Within 15 years, autonomous vehicles
≠============
Not sure about the date, but it is most certainly a game changer for public transit in all forms that will eliminate entire industries.
What it does mean is that roads will remain the primary means of moving people. Mass transit systems on fixed rails will make no sense when private vehicles can go out and make money for their owners. Instead of paying for parking while at work your car will be out making money to pay for fuel, insurance, maintenance, etc. End of the day after making a few hundred $ in fares it drives up to the office to pick you up and take you home.
As an engineer I find myself intrigued by the possibilities of the hyperloop and its various technological difficulties.
I do believe it is prohibitively expensive and the cost of construction and running the system would make the price of using the system…astronomical.
This is an example of identifying a problem and creating a solution without acknowledging the constraints that the solution must meet.
On a side note, it is quite humorous to read all the negative commentary about the Hyperloop. I am certainly not a fan, but if you were to replace the word hyperloop with airplane with all these negative comments you would assuredly be entertained.
Self-flying aircraft will make this scheme and high-speed trains unnecessary.
Every industrial and commercial park, or large campus like Apple’s, will have its own landing strip. The planes might even be tilt-wing, so as to land and take off like helicopters, obviating the need for strips.
Yeah,as soon as we change physics. I mean flying is sooo energy efficient. /sarcasm
Look up the MPG for a small plane or helicopter
My thoughts exactly. “Imagine a tube moving near the speed of sound. to achieve this, we’re going to elevate the tube to 35,000 ft to reduce drag. We will pressurize the tube to keep passengers comfortable.” Oh wait, you mean it actually works, is used everyday by millions and changed the world?

* [Data provided]:
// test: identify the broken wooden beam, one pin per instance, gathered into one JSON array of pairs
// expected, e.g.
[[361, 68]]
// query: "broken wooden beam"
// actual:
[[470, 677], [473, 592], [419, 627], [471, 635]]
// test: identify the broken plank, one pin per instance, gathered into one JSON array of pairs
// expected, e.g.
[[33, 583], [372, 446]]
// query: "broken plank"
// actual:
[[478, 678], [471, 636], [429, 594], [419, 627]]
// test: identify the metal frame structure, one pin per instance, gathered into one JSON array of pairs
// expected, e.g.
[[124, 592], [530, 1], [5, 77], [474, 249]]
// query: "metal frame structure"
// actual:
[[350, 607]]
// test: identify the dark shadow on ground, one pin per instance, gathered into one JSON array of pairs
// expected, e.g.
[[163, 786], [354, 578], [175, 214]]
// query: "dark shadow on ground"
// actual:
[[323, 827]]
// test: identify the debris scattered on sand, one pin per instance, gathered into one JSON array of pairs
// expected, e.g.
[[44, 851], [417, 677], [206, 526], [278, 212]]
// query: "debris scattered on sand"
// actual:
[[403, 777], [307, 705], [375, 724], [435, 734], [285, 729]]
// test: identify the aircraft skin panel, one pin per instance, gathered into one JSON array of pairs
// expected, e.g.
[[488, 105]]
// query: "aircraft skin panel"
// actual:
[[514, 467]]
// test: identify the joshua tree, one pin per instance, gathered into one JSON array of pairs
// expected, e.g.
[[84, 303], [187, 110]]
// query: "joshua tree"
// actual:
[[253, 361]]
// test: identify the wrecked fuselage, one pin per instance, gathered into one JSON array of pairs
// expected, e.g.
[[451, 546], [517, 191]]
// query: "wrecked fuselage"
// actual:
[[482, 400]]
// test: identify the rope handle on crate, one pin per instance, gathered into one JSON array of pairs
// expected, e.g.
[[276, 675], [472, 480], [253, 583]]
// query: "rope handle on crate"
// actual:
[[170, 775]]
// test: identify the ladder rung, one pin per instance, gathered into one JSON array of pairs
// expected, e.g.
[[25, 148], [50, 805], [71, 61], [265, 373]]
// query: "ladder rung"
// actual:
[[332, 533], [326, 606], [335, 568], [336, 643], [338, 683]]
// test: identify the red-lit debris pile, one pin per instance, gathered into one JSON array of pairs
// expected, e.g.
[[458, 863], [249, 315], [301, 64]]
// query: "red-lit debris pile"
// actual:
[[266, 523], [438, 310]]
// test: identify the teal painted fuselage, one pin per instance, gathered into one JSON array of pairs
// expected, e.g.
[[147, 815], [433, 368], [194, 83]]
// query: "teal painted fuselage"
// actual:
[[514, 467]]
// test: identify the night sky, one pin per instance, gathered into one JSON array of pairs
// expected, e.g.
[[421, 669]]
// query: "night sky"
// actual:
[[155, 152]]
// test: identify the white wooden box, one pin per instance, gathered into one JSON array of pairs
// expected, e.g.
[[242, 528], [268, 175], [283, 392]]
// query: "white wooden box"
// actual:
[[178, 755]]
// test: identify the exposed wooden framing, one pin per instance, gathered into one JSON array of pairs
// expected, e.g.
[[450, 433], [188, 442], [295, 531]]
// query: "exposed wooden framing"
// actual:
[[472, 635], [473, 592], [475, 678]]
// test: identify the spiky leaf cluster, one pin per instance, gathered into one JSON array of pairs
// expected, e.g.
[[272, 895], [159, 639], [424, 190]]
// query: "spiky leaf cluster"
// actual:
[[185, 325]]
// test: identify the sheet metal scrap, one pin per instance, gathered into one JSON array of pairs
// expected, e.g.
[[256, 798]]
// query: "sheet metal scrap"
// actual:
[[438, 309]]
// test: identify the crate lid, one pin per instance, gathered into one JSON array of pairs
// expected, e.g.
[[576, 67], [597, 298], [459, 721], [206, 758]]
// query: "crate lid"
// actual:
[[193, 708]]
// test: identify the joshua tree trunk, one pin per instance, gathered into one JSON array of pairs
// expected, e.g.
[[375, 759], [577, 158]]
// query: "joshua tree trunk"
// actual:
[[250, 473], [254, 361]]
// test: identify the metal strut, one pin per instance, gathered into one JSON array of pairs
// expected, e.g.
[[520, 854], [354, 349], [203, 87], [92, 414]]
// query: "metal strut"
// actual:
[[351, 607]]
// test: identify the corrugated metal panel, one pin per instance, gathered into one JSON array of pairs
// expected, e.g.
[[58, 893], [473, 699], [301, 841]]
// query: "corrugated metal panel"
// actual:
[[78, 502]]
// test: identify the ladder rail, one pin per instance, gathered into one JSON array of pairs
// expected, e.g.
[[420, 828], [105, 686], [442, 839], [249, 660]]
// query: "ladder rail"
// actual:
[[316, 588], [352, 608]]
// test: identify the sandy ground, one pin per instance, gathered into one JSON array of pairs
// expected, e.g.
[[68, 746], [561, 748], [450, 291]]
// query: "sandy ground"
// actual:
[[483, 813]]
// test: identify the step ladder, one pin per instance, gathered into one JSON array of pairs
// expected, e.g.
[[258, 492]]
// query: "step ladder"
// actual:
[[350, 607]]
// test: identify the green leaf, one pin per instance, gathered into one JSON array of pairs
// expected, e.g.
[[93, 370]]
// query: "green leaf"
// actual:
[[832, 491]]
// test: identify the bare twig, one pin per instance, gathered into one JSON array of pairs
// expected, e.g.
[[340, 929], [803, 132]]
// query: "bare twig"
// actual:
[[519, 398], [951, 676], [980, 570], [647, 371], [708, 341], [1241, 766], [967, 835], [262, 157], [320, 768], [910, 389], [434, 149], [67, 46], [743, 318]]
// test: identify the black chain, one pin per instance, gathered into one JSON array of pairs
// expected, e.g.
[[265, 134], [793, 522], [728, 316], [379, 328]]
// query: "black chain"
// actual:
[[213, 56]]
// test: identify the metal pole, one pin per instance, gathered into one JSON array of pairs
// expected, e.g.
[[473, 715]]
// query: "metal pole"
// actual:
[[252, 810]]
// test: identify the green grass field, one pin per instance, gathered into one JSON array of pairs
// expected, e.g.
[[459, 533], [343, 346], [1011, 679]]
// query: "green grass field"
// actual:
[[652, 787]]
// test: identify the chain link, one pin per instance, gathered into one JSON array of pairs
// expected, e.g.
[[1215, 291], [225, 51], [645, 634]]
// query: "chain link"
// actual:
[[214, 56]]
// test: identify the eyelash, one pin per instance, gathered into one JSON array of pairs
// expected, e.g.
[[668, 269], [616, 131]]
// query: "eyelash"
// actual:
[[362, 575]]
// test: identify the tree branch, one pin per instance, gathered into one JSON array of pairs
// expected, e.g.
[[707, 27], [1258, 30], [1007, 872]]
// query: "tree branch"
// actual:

* [Direction]:
Answer these questions about the transit thread:
1. In the thread, what will a private car do during the workday instead of sitting in a paid parking spot?
2. What does the engineer say would make the price of using the hyperloop astronomical?
3. To what height is the imagined tube elevated to reduce drag?
The records are not needed for this.

* [Task output]:
1. It will be out making money in fares to pay for fuel, insurance, maintenance and similar costs.
2. The cost of construction and running the system.
3. 35,000 ft.